• **Records shown**

======

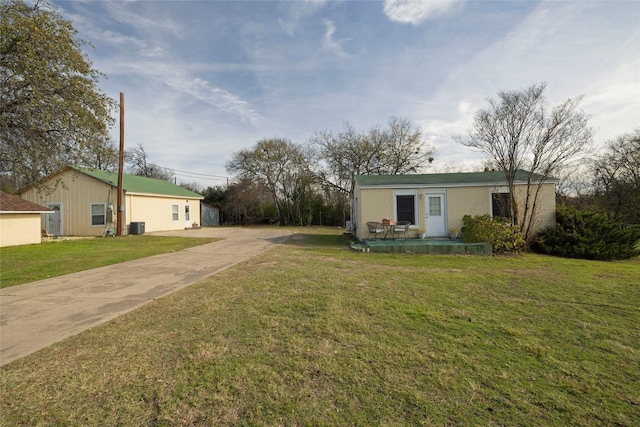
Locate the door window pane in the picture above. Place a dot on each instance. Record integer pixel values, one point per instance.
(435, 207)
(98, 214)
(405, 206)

======

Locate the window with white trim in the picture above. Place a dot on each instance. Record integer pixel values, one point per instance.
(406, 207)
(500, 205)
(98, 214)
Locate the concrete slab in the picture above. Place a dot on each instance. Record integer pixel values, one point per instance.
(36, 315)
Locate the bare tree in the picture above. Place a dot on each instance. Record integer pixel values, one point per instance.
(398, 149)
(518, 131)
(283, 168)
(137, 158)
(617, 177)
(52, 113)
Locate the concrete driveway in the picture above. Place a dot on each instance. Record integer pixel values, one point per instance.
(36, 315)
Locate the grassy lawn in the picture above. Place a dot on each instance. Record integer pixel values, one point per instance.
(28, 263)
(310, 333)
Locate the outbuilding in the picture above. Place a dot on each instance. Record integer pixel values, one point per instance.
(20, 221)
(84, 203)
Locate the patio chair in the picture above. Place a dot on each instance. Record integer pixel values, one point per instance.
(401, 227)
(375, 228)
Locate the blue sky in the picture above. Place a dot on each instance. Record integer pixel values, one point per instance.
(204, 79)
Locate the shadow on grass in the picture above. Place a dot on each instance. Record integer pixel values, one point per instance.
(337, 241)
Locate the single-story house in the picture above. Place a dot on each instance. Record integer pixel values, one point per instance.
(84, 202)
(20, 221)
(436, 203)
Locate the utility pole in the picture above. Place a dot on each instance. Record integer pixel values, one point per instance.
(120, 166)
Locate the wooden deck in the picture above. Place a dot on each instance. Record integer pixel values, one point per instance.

======

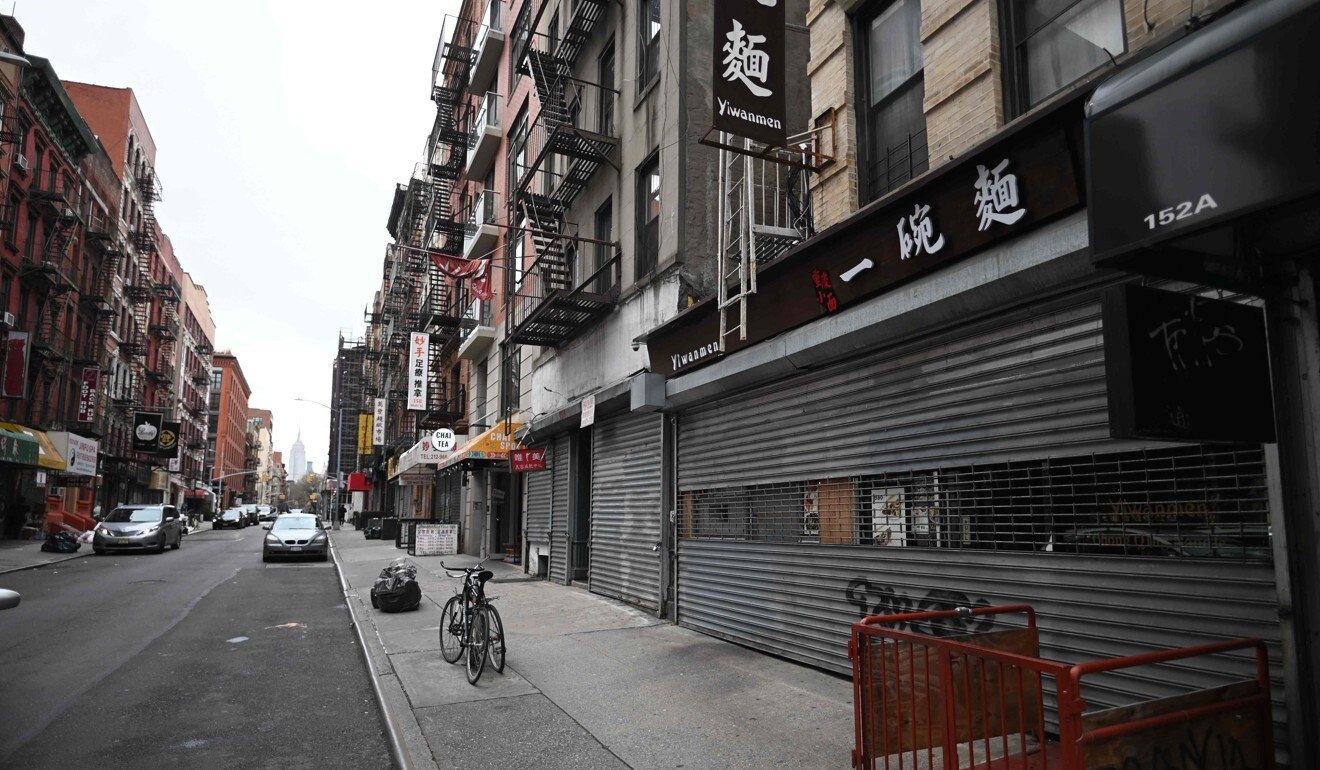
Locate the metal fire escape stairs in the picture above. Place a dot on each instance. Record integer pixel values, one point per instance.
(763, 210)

======

• **Exercise goal**
From the entries above, write out only the lines starting at the line that holds "Locate the concrete slab" and ending at the line that holds "Locate the wooden", keeping both and matching them exactly.

• **Expected output**
Locate the concrete slab in the picture above. Place a dot on each instance. Record integer pixel values, one point per instance.
(36, 315)
Locate the bare tree in the picture above. Place a dot on each instance. Record integer pixel values, one point per instance.
(398, 149)
(518, 131)
(283, 168)
(137, 158)
(617, 177)
(52, 113)
Locate the concrete driveway in the picture above. Place a dot on each instance. Record integer pixel values, one point per instance.
(36, 315)
Locate the grassy lawn in the picture above. Place a dot on each instance. Record integer pixel values, one point per instance.
(28, 263)
(310, 333)
Locate the outbuilding in the picture above. Place a dot on each instance. Record integer pixel values, one point per instance.
(20, 221)
(84, 203)
Locate the patio chair in the picture above. Place a dot on each instance. Record integer pixel values, one point per instance.
(401, 227)
(375, 228)
Locate the blue sky in the picture above. Place a dot on each instance. Record integer pixel values, one point per instance.
(204, 79)
Locate the shadow on grass in the picture above. Place a dot on each instance. Record integer pixel values, one point per instance.
(337, 241)
Locate the single-story house in the picture above. Place a dot on each instance. Record integer pixel values, one point per instance.
(84, 202)
(20, 221)
(436, 203)
Locate the utility pole in the picture above. Place a dot on each instance. Record integer pixel values, one point per instance.
(120, 166)
Locate the wooden deck in the picture above. Place a dot on each instance. Record integer pixel values, one point per instance.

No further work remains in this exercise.